(Saved entries)
---*---
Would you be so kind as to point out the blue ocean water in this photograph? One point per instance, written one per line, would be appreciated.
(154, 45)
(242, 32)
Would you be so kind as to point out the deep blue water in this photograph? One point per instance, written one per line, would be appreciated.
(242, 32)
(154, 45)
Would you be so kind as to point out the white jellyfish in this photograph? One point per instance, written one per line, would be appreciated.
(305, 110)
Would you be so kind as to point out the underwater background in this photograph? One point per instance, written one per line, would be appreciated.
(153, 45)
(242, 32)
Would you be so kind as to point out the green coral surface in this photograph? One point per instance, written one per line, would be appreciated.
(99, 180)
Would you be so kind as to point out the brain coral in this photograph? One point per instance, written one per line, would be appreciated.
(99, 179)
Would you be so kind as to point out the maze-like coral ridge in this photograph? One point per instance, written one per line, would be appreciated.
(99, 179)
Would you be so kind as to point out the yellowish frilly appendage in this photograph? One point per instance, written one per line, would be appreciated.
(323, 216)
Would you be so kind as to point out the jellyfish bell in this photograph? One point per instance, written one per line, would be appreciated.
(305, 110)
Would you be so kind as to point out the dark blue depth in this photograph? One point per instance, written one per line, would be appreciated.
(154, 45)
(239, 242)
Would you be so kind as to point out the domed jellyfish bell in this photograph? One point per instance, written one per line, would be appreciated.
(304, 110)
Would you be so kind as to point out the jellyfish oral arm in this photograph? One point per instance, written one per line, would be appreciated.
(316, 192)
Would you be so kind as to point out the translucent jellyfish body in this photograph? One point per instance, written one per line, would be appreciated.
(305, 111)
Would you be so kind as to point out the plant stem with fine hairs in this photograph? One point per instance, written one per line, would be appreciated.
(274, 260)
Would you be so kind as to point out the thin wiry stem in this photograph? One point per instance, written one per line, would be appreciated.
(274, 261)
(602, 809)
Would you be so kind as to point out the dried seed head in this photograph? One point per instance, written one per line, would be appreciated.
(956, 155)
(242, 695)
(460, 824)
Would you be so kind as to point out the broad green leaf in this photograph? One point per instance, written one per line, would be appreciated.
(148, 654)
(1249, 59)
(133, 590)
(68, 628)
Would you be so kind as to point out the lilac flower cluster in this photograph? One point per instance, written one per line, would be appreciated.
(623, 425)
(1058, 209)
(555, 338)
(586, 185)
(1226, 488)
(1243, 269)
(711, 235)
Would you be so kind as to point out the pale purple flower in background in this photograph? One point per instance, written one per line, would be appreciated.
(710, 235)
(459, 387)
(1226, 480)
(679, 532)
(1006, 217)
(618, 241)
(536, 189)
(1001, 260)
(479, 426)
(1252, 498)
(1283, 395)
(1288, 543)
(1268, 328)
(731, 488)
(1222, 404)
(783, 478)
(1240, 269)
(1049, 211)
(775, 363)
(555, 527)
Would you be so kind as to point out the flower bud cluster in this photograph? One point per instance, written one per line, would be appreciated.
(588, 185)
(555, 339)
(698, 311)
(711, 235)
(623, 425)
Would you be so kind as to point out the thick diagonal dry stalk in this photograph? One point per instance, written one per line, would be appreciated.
---*---
Write out all the lines again, exactly as they are.

> _Answer to the exercise_
Would you be so kind as to point out the blue ocean water in this photograph? One point per instance, written one per line, would be appreciated.
(154, 45)
(242, 32)
Would you be so kind as to point out the deep blue water in this photograph? One point per instance, written one per line, would be appreciated.
(242, 32)
(154, 45)
Would you be so kind as to point out the white jellyfish in this photograph? One point per instance, written one per line, would be appreciated.
(305, 110)
Would you be so kind as to point out the underwater background in this photograph? One point per instance, written one per line, would be appreciated.
(153, 45)
(242, 32)
Would you be so kind as to point out the green coral surface in this photograph? One point per instance, written one per line, would be appreciated.
(99, 180)
Would you be so kind as to point out the brain coral in this photograph? One point per instance, written one per line, would be appreciated.
(99, 179)
Would you be so kind as to point out the maze-like coral ridge in this photograph? One point per instance, written one per line, would be appreciated.
(99, 179)
Would you be so kind as to point out the yellowish frilly appendage in this photograph? One point per instance, written one per line, would be appreciated.
(323, 216)
Would you be so kind as to point out the jellyfish bell in this photograph? One point per instance, written one per line, would be appreciated.
(305, 110)
Would you be so kind as to point out the dark blue depth in this photograph? One point per instance, written one per line, would be appreciated.
(154, 45)
(239, 242)
Would you be so kind as to point out the domed jellyfish bell in this photograph? One point per instance, written one per line, would be appreciated.
(304, 110)
Would you be so kind as to point out the jellyfish oral arm in this photograph? One point per instance, written one per line, would be appreciated.
(316, 192)
Would you be so kind as to point out the translucent jellyfish body in this photograph? One point per instance, written one per line, would be appreciated.
(305, 111)
Would you be so kind as to point out the plant stem with fine hairs in this photograph? One point per instance, written one per line, would be appreciated.
(274, 260)
Would you be so kind as to point out the thin wiry stem in this photograph? One point per instance, written one per line, would be appreciated.
(274, 261)
(602, 809)
Would you be so kind as to point out the dried seed head in this photograph? One point per instance, written one per line, would be appreciated.
(956, 155)
(242, 695)
(460, 824)
Would you be so kind as to point out the broad green leaf in this photograph? One point per instance, written one per line, would be appreciated.
(148, 654)
(1249, 59)
(133, 590)
(68, 628)
Would you be so kind as to point out the lilac flower cluster in this photograph? One point per instance, written one per line, would be appreciated.
(623, 425)
(1058, 209)
(555, 338)
(586, 185)
(1226, 488)
(1243, 269)
(711, 235)
Would you be so kind as to point out the pale purple flower in background in this photograph? One point per instance, written one per line, would be appreciated.
(710, 235)
(459, 387)
(1226, 480)
(679, 532)
(1006, 217)
(618, 241)
(536, 189)
(1001, 260)
(479, 426)
(1252, 498)
(1283, 395)
(1288, 543)
(1268, 328)
(731, 488)
(1222, 404)
(783, 478)
(1240, 269)
(1049, 211)
(775, 363)
(555, 527)
Would you be so kind as to point out the flower bud cluster in this photograph? One point per instance, written one per line, would be appreciated.
(588, 185)
(555, 339)
(698, 311)
(711, 235)
(623, 425)
Would you be so kind as to point out the thick diagonal dry stalk in this photograph? One point per instance, written one per line, would be appreciated.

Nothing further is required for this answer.